Segment Start: SELECTED TEXT

North Augusta Today

Women revive tradition, preserve history with stitches

Posted May 26, 2009 4:23 PM

Once a month a group of ladies get together to preserve what young girls once did to learn the alphabet.

The Birtwistle Sampler Guild was created in 2003 to preserve the history of samplers and to create new pieces.

The sampler guild began with a group of cross stitchers loyal to Counted Stitches on Edgefield Road. They chose to name their group after Isabella Birtwistle who lived in North Augusta and has a sampler from 1830 on display at the Augusta Museum of History.

Guild President Pam Schmidt said samplers serve a historical purpose in which they tell a story about the person who stitched it and the time period.

"Samplers were done by young children quite often to teach them to learn to do their stitches, to learn the alphabet, to be able to read," Schmidt said.

Samplers contain motifs, verses and the alphabet, stitched on linen fabric with thread, she said.

"In the 1700s they did this as a necessity," she said. "They needed to learn their alphabet and paper was scarce so they used what they had which was silk and linen to stitch."

Household linens were great family possessions back then, she said, as they were created by hand from a crop planted on the farm.

Segment End: SELECTED TEXT

WHAT TO DO:
[A] In the article about the sampler guild, why did people in the 1700s stitch their alphabet on silk and linen? Answer in one to three sentences.
[B] According to the sampler guild article, in what year was the Birtwistle Sampler Guild created?
[C] Extend the article about the sampler guild, picking up after its final sentence about household linens.

Segment Start: INFORMATION SUPPLIED

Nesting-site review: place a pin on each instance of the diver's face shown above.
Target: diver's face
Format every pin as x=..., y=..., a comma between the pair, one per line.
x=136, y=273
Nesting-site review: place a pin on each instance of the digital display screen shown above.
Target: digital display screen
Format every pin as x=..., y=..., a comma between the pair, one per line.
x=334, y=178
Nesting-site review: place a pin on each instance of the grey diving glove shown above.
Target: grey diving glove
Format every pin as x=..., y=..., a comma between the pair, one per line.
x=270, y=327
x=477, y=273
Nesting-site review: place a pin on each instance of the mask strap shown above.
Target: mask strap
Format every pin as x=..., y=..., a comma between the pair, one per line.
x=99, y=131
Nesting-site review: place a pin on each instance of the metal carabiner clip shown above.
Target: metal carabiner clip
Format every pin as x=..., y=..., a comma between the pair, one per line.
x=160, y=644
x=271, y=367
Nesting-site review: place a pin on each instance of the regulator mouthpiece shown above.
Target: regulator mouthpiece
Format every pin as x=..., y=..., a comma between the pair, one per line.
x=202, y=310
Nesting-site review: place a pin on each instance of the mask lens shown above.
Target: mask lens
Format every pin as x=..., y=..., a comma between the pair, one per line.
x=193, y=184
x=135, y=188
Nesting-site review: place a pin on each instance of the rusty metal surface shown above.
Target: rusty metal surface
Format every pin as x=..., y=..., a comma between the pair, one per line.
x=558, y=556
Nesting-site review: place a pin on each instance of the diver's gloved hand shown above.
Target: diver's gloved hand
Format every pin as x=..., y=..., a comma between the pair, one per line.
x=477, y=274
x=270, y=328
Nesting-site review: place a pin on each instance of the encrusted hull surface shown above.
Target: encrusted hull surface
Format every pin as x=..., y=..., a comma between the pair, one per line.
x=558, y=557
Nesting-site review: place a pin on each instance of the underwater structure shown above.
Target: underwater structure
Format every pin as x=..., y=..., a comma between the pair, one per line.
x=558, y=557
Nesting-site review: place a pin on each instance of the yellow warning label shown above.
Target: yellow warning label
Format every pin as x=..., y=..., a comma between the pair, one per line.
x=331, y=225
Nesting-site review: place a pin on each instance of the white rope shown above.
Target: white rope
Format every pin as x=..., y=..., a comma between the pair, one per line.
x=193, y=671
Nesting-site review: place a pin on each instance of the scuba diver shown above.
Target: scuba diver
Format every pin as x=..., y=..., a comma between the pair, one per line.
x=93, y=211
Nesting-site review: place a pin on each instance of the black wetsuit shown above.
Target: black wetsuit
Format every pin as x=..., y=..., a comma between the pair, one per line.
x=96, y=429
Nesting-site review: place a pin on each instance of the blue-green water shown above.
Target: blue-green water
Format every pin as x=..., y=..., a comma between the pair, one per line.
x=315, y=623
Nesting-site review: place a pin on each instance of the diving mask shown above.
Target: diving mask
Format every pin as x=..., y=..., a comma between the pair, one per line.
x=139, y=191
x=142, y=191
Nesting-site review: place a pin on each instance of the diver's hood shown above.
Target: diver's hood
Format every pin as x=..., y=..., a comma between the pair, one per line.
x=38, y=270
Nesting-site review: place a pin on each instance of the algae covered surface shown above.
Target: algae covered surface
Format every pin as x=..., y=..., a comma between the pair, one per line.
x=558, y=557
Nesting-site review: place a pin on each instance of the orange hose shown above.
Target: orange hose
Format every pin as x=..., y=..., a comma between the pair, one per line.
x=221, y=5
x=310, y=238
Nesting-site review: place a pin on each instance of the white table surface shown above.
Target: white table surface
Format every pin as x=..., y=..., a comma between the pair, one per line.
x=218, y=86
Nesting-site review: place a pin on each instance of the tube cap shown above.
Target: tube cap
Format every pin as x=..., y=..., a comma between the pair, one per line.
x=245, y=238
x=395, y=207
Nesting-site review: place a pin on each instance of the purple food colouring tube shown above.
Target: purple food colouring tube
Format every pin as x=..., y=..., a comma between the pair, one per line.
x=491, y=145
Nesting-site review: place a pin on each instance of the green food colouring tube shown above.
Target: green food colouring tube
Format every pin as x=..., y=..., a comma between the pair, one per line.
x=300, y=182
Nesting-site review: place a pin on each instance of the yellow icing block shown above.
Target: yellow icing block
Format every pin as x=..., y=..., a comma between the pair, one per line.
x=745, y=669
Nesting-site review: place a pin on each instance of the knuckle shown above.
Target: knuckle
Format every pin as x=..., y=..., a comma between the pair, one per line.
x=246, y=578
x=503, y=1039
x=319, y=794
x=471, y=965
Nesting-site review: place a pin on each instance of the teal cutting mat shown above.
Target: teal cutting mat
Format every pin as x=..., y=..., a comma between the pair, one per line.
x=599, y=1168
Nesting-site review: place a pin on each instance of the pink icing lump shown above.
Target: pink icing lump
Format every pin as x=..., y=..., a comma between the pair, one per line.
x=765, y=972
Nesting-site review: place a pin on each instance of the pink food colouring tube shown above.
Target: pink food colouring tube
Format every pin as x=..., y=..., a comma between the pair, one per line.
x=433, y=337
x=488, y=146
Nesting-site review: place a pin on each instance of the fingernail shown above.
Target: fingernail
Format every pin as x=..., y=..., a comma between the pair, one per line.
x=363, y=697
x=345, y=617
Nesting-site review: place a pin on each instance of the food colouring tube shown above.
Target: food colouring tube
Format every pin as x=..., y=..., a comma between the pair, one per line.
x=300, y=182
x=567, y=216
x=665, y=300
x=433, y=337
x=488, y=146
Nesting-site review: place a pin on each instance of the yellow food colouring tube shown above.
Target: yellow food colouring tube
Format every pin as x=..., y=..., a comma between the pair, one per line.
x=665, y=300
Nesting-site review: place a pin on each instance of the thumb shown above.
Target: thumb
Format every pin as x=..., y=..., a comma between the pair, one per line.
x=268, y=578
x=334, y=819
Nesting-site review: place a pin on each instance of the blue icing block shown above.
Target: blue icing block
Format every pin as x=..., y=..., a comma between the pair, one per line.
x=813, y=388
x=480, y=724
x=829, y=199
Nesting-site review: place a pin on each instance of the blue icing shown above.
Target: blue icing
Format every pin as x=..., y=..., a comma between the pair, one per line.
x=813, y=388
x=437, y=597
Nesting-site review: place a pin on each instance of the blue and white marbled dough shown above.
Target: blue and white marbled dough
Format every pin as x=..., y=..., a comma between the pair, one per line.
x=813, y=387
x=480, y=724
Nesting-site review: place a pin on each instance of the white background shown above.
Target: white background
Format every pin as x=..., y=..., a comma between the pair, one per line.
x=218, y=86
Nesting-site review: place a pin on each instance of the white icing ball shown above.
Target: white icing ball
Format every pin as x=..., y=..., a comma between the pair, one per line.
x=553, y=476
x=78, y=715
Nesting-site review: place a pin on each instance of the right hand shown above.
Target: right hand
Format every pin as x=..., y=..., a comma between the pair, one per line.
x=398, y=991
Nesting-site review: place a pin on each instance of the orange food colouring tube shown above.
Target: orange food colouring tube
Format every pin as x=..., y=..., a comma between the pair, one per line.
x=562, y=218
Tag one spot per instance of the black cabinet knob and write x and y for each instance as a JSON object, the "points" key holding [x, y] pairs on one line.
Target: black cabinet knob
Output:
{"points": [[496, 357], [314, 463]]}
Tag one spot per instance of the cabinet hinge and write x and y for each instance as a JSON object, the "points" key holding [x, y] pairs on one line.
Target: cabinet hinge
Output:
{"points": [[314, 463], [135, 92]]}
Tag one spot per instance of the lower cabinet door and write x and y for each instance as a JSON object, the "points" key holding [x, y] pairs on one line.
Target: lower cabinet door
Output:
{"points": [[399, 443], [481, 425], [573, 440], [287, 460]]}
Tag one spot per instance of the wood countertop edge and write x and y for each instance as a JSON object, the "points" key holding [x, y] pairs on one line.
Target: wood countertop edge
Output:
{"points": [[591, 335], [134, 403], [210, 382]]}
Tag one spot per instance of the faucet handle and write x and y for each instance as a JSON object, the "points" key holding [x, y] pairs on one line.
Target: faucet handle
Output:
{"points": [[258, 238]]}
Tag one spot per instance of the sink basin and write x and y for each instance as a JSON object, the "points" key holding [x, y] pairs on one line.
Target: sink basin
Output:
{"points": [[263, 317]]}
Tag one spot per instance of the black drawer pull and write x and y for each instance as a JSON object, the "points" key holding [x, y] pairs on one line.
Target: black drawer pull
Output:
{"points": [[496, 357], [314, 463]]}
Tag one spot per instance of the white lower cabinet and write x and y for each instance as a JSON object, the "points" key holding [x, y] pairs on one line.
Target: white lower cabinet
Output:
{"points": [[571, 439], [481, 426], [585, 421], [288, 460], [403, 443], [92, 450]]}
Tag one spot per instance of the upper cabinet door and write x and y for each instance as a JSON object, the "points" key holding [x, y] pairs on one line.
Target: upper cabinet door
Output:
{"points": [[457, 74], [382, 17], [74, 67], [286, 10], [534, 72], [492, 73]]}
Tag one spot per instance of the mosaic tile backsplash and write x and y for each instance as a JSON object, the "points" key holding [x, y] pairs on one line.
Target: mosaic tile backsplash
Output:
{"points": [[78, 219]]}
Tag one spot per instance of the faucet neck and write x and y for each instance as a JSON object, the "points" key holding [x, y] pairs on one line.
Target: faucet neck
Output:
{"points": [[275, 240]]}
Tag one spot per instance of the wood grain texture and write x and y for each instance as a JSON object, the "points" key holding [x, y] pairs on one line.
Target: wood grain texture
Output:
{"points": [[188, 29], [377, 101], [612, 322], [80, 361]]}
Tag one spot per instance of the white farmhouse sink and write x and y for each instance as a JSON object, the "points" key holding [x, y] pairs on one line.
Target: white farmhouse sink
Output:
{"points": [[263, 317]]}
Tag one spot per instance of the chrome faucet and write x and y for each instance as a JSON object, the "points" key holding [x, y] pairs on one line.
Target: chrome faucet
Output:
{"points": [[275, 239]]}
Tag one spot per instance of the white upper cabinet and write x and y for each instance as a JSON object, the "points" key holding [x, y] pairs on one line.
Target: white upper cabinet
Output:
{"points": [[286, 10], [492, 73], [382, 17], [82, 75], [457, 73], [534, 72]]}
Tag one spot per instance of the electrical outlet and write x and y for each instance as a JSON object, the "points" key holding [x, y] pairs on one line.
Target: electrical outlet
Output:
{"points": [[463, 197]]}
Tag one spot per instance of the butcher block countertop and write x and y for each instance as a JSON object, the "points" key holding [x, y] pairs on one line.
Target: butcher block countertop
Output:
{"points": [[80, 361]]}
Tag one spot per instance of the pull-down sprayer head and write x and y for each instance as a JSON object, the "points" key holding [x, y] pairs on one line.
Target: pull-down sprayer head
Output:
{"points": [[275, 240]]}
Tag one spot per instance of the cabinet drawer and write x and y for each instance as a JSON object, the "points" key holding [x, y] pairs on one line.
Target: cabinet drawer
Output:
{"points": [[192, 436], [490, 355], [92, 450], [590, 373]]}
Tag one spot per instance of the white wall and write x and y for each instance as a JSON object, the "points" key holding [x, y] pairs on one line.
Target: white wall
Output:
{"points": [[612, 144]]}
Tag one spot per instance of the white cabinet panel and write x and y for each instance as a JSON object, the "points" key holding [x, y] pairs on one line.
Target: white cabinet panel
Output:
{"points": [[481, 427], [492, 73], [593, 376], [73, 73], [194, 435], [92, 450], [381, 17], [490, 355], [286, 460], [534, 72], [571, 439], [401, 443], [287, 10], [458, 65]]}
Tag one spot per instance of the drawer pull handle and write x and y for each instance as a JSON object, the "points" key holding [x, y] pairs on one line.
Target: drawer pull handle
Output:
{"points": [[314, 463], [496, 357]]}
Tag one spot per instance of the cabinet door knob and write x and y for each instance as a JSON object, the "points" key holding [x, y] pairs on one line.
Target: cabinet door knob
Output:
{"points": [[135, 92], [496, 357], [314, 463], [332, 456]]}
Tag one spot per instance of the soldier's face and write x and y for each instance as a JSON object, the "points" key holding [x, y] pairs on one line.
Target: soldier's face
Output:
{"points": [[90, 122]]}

Segment End: INFORMATION SUPPLIED

RESPONSES PER TASK:
[A] They needed to learn their alphabet, but paper was scarce. So they used what they had, which was silk and linen.

[B] 2003

[C]
"Table cloths and bed hangings and bed linens were passed down from one generation to the next because they were precious and that would tell who it belonged to," she said.

The sampler, Schmidt said, would have been like the girl's high school diploma, showing prospective husbands whether or not she had the skills to make a good wife.

Schmidt said that sampler making ceased in the 1850s when paper was more available, but that it was revived in the 1920s and again in the 1970s. As a result of weather, war and bugs, Schmidt said original samplers from the south are not as available as those in the north.

Creating a sampler could have taken six months or longer, Schmidt said. For her group of ladies, it can take a year or longer.

"There's a fellowship among people who have like interests," said Nancy Bailey, guild member and co-owner of Counted Stitches. "We all love stitching. We like samplers. And when you put the two together that's a double benefit."

Bailey said it's fascinating to start with a blank piece of fabric with nothing on it and watch a design grow as it's stitched.

"There are some people who say they couldn't do it, (that) it would drive them crazy, but God made us all different and for the majority of us it's therapy," Bailey said. "I'd go crazy if I couldn't do it."